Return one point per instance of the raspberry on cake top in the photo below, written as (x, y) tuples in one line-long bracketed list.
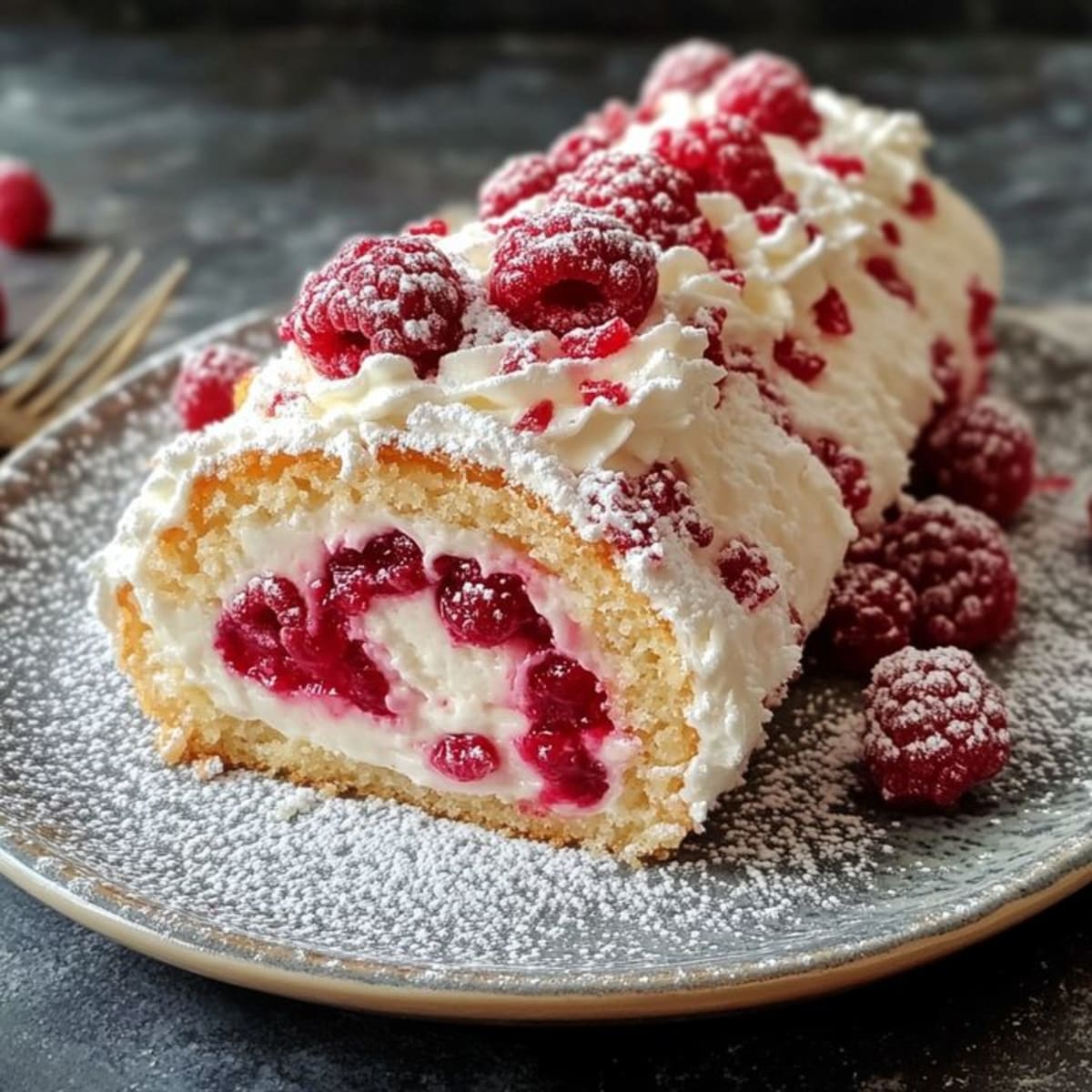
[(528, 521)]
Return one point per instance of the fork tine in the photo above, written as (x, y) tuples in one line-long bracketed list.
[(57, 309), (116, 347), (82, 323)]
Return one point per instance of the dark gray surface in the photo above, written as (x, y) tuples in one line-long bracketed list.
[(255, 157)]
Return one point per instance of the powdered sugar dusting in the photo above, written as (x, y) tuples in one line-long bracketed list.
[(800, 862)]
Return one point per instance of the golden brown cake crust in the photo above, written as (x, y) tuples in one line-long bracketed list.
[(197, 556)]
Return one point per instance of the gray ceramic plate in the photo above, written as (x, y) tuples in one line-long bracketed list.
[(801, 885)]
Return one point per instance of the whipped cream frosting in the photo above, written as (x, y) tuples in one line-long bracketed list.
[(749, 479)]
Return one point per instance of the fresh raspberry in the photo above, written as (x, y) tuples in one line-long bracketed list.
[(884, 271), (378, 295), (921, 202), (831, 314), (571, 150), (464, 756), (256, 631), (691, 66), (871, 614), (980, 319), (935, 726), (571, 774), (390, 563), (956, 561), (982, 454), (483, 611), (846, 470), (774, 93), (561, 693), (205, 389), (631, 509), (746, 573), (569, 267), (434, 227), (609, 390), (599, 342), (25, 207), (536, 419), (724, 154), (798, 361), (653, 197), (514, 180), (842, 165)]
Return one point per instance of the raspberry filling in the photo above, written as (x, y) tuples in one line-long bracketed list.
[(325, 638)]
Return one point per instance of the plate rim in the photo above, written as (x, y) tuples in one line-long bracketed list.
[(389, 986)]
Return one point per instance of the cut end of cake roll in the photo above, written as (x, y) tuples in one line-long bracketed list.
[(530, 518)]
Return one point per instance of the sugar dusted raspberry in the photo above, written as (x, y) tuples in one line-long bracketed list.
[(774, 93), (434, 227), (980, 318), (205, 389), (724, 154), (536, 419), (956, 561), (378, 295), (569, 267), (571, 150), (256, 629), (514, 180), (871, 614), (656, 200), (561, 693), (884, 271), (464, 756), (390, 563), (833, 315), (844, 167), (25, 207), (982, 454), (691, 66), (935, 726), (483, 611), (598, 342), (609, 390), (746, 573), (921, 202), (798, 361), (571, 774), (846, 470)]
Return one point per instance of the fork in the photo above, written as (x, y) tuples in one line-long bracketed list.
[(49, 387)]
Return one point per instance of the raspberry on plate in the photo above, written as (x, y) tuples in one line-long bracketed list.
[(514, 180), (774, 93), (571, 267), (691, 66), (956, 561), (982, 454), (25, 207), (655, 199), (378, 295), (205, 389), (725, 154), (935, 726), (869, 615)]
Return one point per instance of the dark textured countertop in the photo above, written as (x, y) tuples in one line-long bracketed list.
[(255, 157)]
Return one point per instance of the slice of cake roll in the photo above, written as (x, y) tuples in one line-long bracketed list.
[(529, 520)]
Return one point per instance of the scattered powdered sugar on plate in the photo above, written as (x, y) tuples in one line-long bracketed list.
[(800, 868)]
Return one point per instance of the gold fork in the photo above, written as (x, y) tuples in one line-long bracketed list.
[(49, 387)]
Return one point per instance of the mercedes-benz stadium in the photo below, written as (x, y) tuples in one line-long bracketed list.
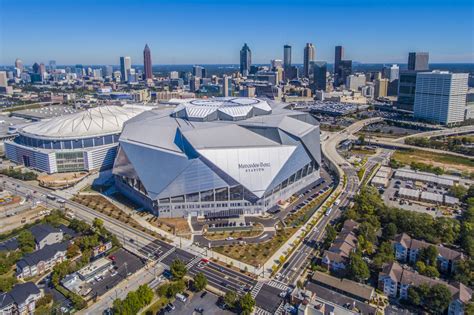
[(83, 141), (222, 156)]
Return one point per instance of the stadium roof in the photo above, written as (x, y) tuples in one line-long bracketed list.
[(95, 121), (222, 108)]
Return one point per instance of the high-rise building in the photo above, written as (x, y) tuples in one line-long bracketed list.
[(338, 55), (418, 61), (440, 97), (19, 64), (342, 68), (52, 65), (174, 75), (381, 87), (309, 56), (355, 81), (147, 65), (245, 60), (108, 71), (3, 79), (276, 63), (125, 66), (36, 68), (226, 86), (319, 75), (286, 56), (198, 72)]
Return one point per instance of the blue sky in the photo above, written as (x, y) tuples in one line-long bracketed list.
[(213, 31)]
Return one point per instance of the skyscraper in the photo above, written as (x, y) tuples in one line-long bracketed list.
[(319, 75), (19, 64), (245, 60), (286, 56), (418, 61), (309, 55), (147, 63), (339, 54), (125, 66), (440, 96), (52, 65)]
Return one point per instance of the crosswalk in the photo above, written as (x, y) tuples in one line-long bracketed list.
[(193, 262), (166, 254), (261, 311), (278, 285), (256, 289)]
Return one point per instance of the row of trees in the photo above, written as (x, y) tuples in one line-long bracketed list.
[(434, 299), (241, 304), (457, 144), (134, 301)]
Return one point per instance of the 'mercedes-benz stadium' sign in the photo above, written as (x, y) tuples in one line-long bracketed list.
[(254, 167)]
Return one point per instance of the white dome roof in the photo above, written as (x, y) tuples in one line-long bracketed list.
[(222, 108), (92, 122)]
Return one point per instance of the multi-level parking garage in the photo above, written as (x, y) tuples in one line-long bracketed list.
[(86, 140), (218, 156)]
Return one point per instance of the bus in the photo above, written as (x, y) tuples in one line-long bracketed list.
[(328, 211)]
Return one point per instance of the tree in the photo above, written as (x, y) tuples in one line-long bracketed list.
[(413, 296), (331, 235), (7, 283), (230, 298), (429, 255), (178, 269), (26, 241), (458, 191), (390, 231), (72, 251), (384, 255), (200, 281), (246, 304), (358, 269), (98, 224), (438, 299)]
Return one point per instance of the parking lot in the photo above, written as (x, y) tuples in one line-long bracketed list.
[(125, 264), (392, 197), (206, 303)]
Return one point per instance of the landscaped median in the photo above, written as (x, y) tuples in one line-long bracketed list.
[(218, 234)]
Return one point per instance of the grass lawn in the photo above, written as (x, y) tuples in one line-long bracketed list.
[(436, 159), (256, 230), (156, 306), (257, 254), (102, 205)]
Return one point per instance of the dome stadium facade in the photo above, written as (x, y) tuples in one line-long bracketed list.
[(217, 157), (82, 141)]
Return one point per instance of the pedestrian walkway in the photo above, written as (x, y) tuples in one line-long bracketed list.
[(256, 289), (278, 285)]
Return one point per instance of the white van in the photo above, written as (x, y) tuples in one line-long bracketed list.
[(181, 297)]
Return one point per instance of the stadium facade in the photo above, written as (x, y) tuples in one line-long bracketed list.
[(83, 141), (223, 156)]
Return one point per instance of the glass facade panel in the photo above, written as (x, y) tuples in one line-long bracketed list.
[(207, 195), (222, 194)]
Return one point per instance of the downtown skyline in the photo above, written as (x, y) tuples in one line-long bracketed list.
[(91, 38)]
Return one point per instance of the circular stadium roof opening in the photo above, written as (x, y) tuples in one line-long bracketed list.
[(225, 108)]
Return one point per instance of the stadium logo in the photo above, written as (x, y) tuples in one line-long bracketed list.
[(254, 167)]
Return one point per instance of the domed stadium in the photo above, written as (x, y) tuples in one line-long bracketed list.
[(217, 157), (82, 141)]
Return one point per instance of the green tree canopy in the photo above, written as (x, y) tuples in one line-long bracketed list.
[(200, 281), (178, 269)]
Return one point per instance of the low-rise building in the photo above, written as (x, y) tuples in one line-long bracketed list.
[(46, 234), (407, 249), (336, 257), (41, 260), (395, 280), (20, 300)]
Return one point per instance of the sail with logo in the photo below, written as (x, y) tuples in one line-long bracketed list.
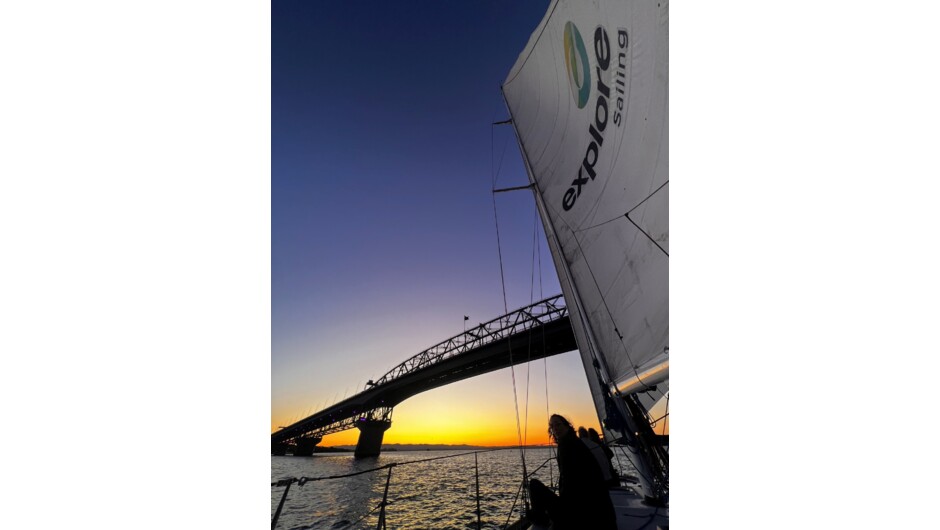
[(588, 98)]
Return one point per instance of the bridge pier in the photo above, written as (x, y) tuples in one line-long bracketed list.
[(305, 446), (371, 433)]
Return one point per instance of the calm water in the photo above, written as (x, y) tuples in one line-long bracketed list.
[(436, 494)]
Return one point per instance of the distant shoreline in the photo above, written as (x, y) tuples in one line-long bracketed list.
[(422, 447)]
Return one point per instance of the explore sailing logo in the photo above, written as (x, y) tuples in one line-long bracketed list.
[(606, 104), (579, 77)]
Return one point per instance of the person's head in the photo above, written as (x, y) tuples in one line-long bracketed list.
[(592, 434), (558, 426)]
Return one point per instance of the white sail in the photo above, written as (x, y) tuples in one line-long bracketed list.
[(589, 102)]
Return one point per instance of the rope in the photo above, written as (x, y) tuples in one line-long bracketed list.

**What to produce:** Please write out exactly the line containing "Return one point per instance of the explore" and every line after it through the end of the records, nothing more.

**Reply to the exercise:**
Return one point per instance of the explore sailing logo in the photo above, written as (x, y) tuples in one line-long bracketed list.
[(606, 104), (579, 77)]
Return one point per instance of the person's head in the photo above, written as (x, y) tuples in one line-long bracketed list.
[(592, 434), (558, 426)]
Return one point per instance of the white sail in the photo above, written as (x, y) tuples in one line-long bracketed list.
[(589, 102)]
Return one point per instance of the rope in the photo above, written as (x, y) tuples in one line-long bracketed list.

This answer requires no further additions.